- [Stated exercise] Could you turn the paragraph in the SQL optimization page below that begins "Optimize SQL query performance" into a short list that keeps its main facts?

- [Text segment]
+--

SQL Optimization

Optimize SQL query performance across PostgreSQL, MySQL, and SQL Server through execution plan analysis, strategic indexing, and query rewriting.

When to Use

Use when:

Debugging slow queries or database timeouts
Analyzing EXPLAIN plans or execution plans
Determining index requirements
Rewriting inefficient queries
Identifying query anti-patterns (N+1, SELECT *, correlated subqueries)
Database-specific optimization needs (PostgreSQL, MySQL, SQL Server)

Key Features

Core Optimization Workflow

Analyze Query Performance: Run EXPLAIN ANALYZE to identify bottlenecks
Identify Opportunities: Look for sequential scans, high row counts, inefficient joins
Apply Indexing Strategies: Add strategic indexes based on WHERE, JOIN, ORDER BY
Rewrite Queries: Eliminate anti-patterns and optimize query structure
Verify Improvement: Re-run EXPLAIN and compare performance

Common Red Flags

Indicator	Problem	Solution
Seq Scan / Table Scan	Full table scan on large table	Add index on filter columns
High row count	Processing excessive rows	Add WHERE filter or index
Nested Loop with large outer	Inefficient join algorithm	Index join columns
Correlated subquery	Subquery executes per row	Rewrite as JOIN or EXISTS
Sort on large result set	Expensive sorting	Add index matching ORDER BY

Quick Start

Analyze Query Performance

PostgreSQL:

EXPLAIN ANALYZE
SELECT * FROM orders
WHERE customer_id = 123
ORDER BY created_at DESC
LIMIT 10;

Output Analysis:

Seq Scan on orders (cost=0.00..2500.00 rows=10)
  Filter: (customer_id = 123)
  Rows Removed by Filter: 99990

Problem: Sequential scan filtering 99,990 rows

Add Composite Index

CREATE INDEX idx_orders_customer_created
ON orders (customer_id, created_at DESC);

Verify Improvement

EXPLAIN ANALYZE
SELECT * FROM orders
WHERE customer_id = 123
ORDER BY created_at DESC
LIMIT 10;

Result: 200x faster (2000ms → 10ms)

Index Scan using idx_orders_customer_created (cost=0.42..12.44 rows=10)
  Index Cond: (customer_id = 123)

Indexing Strategies

Index Decision Framework

Is column used in WHERE, JOIN, ORDER BY, or GROUP BY?
├─ YES → Is column selective (many unique values)?
│  ├─ YES → Is table frequently queried?
│  │  ├─ YES → ADD INDEX
│  │  └─ NO → Consider based on query frequency
│  └─ NO (low selectivity) → Skip index
└─ NO → Skip index

Composite Index Design

Column Order Matters:

Equality filters first (most selective)
Additional equality filters (by selectivity)
Range filters or ORDER BY (last)

+--

- [Given information]
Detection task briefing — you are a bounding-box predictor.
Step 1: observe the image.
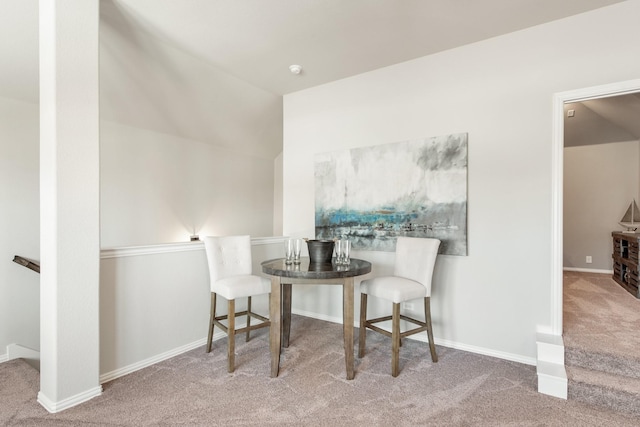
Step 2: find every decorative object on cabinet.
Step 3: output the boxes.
[618,199,640,233]
[611,232,640,298]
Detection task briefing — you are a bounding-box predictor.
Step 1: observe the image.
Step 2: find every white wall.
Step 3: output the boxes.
[100,120,274,248]
[283,1,640,362]
[0,97,40,361]
[563,141,640,271]
[100,238,283,382]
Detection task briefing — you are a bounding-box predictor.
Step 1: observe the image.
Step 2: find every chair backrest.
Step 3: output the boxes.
[204,236,251,287]
[393,237,440,296]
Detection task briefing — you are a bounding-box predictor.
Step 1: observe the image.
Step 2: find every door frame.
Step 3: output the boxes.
[549,79,640,336]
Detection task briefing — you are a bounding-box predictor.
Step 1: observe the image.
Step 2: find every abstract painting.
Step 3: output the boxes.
[315,133,468,255]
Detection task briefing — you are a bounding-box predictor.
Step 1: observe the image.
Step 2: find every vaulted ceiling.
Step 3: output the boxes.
[0,0,638,156]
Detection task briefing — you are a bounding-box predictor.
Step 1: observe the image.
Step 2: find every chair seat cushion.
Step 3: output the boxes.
[360,276,427,303]
[211,274,271,300]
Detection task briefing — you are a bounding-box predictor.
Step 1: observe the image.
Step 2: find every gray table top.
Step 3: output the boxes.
[261,257,371,279]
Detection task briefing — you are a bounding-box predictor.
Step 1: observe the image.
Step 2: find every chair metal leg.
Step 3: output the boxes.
[358,294,367,357]
[424,297,438,362]
[227,300,236,372]
[391,302,400,377]
[245,297,251,342]
[207,292,216,353]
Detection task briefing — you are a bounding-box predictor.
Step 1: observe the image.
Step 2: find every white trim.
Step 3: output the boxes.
[563,267,613,274]
[7,343,40,360]
[548,79,640,399]
[292,310,536,366]
[550,79,640,335]
[100,237,284,259]
[38,386,102,414]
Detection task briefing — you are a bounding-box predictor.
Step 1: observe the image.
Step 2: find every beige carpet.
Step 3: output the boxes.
[0,316,640,427]
[563,272,640,372]
[563,272,640,414]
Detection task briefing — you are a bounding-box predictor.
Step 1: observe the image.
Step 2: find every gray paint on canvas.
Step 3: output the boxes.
[315,133,468,255]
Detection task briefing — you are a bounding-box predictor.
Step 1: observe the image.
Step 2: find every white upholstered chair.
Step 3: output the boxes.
[358,237,440,377]
[204,236,271,372]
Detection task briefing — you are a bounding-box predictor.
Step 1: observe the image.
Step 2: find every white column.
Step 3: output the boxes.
[38,0,102,412]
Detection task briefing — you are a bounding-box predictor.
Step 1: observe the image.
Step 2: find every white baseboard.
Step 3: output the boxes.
[7,343,40,360]
[100,338,208,384]
[292,310,536,366]
[562,267,613,274]
[38,386,102,414]
[536,333,569,400]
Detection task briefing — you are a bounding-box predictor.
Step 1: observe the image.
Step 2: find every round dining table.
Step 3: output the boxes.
[262,257,371,380]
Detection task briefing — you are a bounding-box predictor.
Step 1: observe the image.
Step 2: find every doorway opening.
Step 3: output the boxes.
[550,79,640,336]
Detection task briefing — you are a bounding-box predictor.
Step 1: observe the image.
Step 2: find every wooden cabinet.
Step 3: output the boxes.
[611,231,640,298]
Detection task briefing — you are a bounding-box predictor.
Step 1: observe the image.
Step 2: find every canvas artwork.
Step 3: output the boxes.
[315,133,468,255]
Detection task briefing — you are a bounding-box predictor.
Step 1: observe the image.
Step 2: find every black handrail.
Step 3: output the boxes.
[13,255,40,273]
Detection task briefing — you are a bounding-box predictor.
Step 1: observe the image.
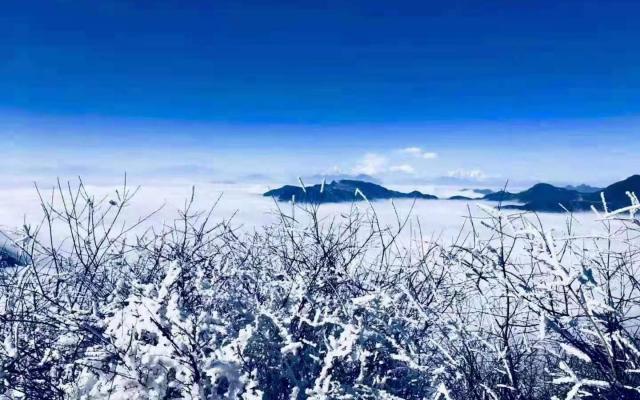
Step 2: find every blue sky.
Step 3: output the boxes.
[0,0,640,183]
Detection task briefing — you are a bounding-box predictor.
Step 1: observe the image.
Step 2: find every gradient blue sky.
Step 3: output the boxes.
[0,0,640,187]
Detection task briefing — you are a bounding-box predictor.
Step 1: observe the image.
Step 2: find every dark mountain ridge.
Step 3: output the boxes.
[264,175,640,212]
[264,179,437,203]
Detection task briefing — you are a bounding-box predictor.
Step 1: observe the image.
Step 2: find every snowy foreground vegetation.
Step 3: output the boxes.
[0,185,640,400]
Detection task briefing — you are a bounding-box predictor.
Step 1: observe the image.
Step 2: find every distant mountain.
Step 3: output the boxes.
[464,189,495,195]
[483,183,584,212]
[264,175,640,212]
[588,175,640,210]
[264,179,437,203]
[563,184,602,193]
[483,175,640,212]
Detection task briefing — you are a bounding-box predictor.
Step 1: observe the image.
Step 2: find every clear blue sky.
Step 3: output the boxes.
[0,0,640,184]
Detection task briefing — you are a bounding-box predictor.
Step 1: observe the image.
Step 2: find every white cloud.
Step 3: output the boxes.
[447,168,488,181]
[352,153,388,175]
[400,146,438,160]
[389,164,416,174]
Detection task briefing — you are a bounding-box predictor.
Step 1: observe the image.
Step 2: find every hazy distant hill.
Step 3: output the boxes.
[563,184,602,193]
[264,179,437,203]
[264,175,640,212]
[483,175,640,212]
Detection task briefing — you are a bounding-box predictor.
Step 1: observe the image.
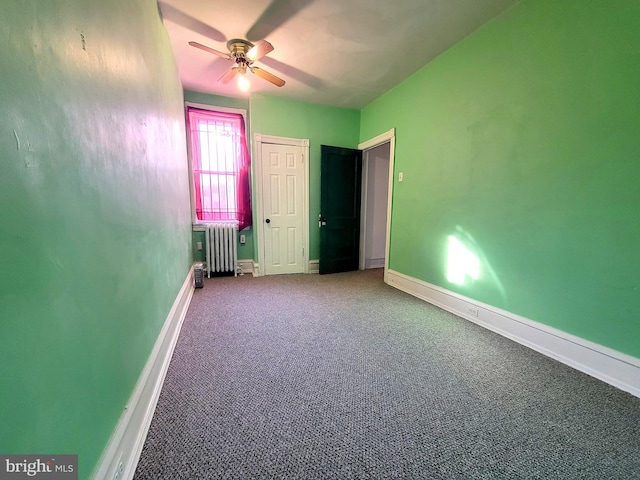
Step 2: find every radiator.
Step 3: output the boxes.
[206,223,238,278]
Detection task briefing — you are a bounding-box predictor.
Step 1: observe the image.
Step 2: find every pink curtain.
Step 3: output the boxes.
[187,107,252,230]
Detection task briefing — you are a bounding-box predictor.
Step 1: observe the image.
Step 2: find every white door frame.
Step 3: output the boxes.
[358,128,396,282]
[253,133,309,276]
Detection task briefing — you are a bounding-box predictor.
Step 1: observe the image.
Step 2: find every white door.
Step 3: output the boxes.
[261,143,306,275]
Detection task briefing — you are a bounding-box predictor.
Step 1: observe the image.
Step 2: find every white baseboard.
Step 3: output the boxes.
[385,270,640,397]
[364,257,384,269]
[238,260,256,277]
[309,260,320,273]
[91,267,194,480]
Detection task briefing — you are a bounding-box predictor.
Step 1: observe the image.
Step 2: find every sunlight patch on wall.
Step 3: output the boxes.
[445,225,506,306]
[447,235,480,285]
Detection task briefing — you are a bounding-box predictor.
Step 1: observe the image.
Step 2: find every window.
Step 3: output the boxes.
[187,107,251,230]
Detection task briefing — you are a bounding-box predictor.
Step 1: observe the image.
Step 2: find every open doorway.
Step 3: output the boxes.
[358,129,395,280]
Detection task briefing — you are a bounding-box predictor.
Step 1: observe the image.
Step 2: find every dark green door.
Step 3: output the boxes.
[319,145,362,274]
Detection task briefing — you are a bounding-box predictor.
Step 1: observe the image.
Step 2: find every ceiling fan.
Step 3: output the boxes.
[189,38,285,88]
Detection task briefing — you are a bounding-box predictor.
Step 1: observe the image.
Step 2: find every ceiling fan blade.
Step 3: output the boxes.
[251,67,284,87]
[189,42,231,60]
[218,67,238,83]
[247,40,273,62]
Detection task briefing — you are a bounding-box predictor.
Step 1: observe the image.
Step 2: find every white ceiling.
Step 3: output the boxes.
[159,0,518,109]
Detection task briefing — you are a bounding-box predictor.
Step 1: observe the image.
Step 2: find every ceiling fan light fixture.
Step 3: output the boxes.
[238,71,251,92]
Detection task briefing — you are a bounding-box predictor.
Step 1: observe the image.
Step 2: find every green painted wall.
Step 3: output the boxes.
[184,90,255,262]
[360,0,640,357]
[251,94,360,260]
[0,0,191,478]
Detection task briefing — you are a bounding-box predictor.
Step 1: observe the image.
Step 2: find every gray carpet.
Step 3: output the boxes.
[135,270,640,480]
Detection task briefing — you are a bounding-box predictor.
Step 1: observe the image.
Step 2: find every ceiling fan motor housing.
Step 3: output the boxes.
[227,38,253,58]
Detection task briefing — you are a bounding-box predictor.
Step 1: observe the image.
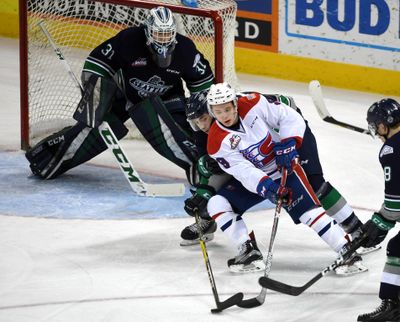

+--

- [The answer]
- Goal: better SQL query performance
- Databases: PostgreSQL, MySQL, SQL Server
- Methods: execution plan analysis, strategic indexing, query rewriting